▶ _What you are asked to do_: Produce as output only the lines below starting at the line with "[locate] bright yellow" and continuing through the line with "Target: bright yellow", each one exactly as written.

▶ _Data extracts_:
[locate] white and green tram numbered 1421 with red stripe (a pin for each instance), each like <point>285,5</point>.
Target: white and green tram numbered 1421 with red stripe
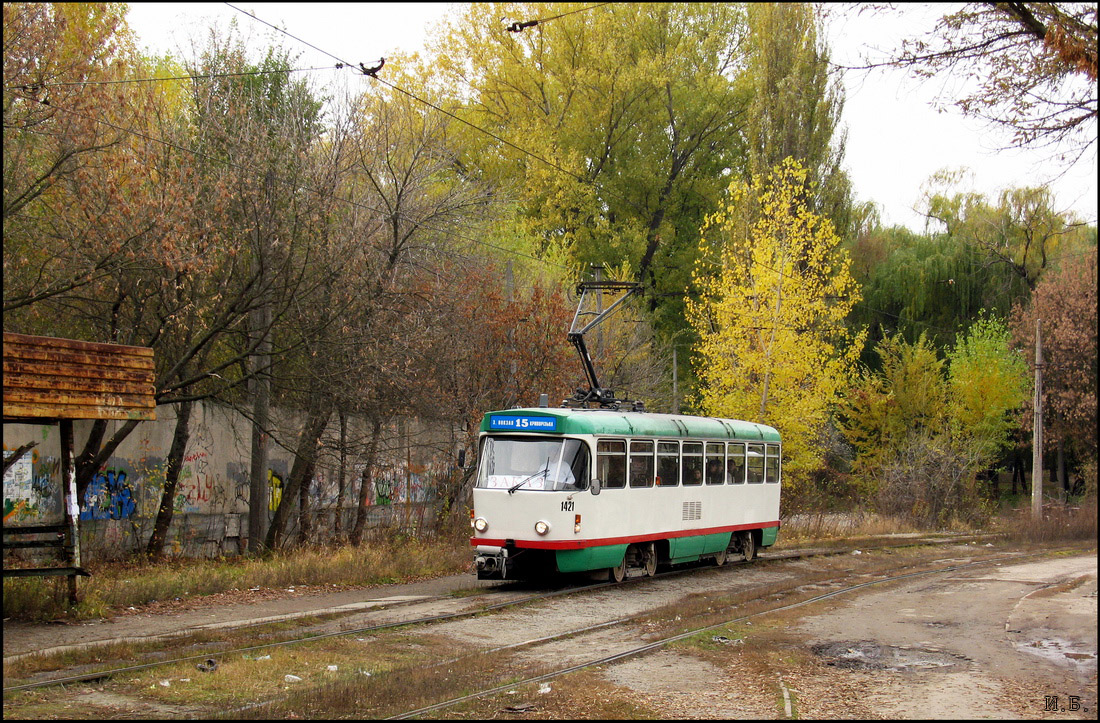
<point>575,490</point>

...

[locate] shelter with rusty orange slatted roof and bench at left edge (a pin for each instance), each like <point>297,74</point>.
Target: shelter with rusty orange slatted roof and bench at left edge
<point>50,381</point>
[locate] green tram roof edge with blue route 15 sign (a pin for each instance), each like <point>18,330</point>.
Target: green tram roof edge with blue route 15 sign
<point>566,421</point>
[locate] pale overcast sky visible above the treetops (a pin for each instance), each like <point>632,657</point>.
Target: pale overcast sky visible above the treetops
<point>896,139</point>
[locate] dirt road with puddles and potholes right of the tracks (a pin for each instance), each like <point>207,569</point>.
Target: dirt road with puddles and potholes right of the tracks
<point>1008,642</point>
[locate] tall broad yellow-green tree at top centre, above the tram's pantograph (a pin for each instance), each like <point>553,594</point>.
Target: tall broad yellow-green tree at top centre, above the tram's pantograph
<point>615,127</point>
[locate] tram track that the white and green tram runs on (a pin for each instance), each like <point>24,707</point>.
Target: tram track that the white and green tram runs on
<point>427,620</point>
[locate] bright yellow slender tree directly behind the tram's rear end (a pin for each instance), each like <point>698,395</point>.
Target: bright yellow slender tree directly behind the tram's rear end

==

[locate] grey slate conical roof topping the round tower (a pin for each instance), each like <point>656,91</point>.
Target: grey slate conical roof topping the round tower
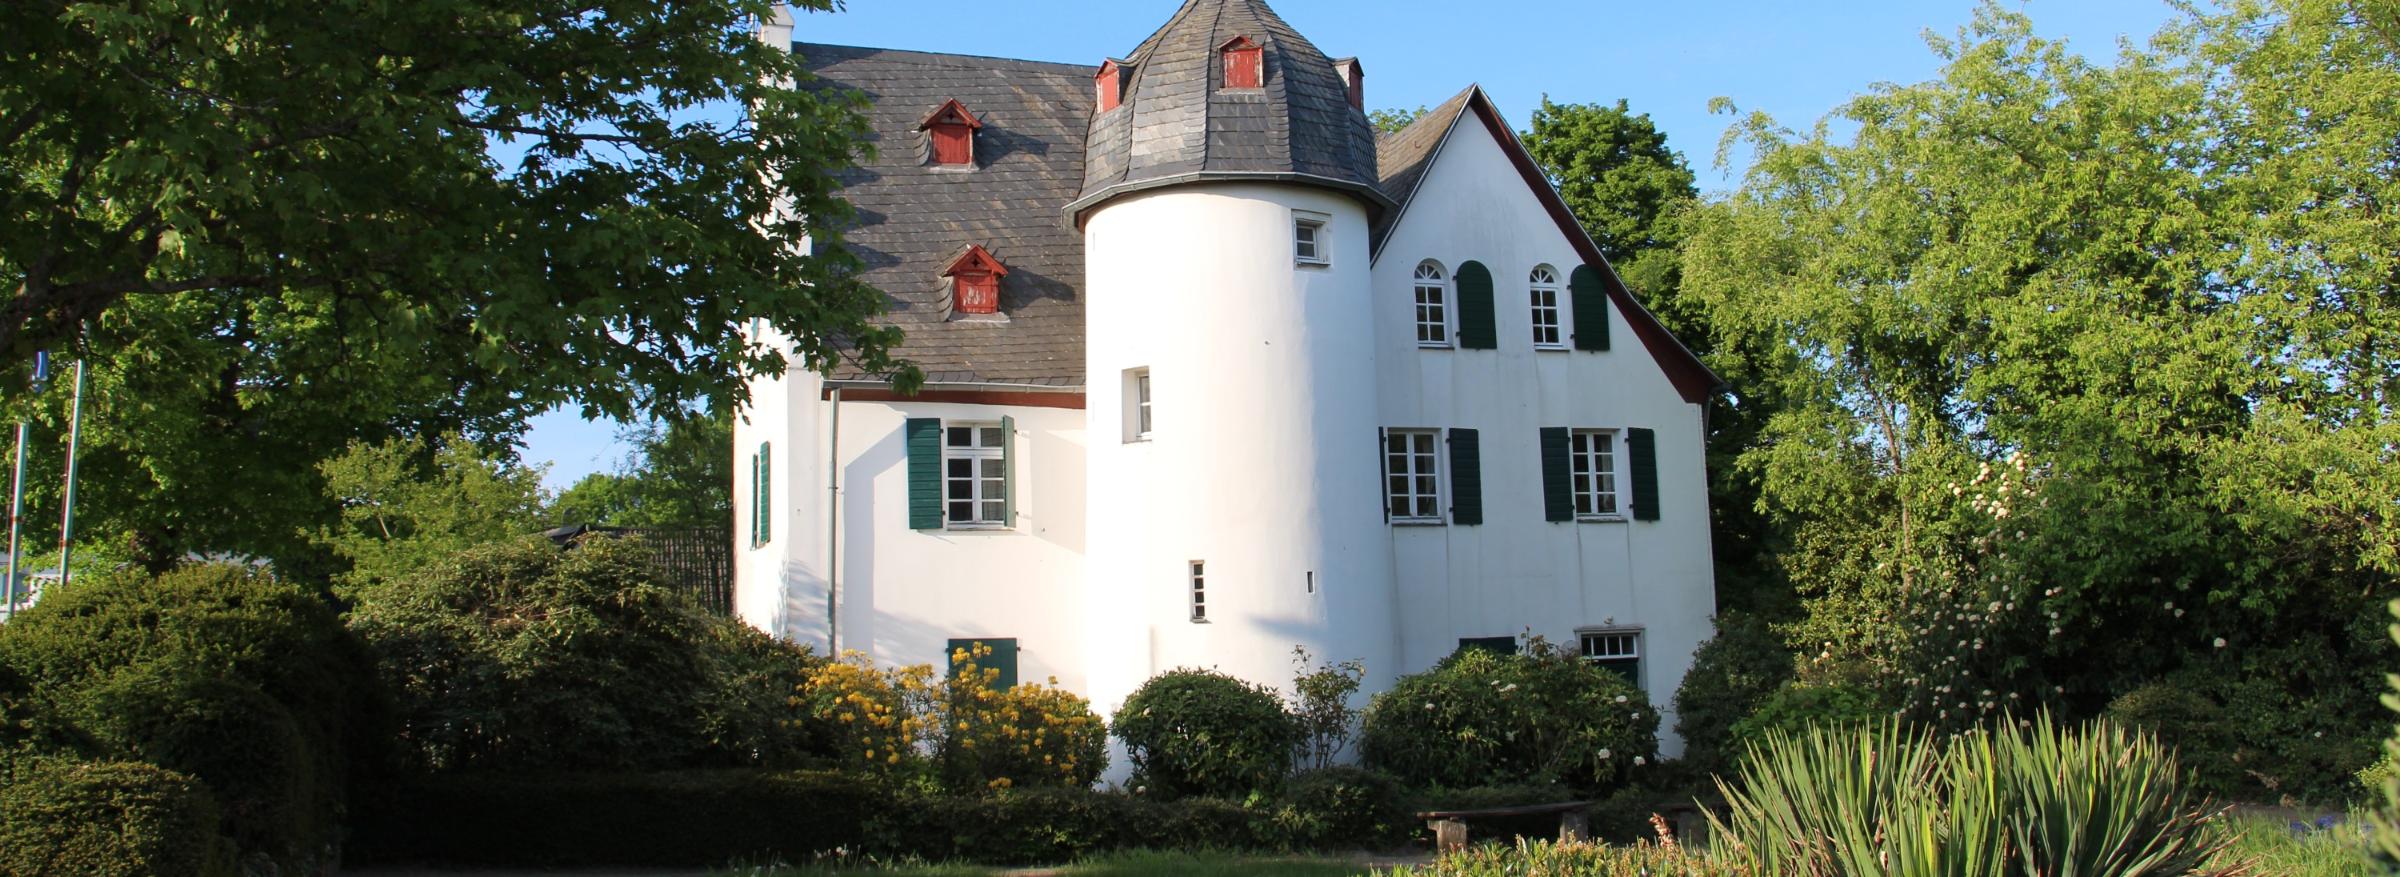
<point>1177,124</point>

▶ _Problem solution_:
[locate] bright yellow slender tree directly behind the tram's rear end (a pin for each instance), each like <point>698,395</point>.
Target: bright yellow slender tree directly behind the tram's rear end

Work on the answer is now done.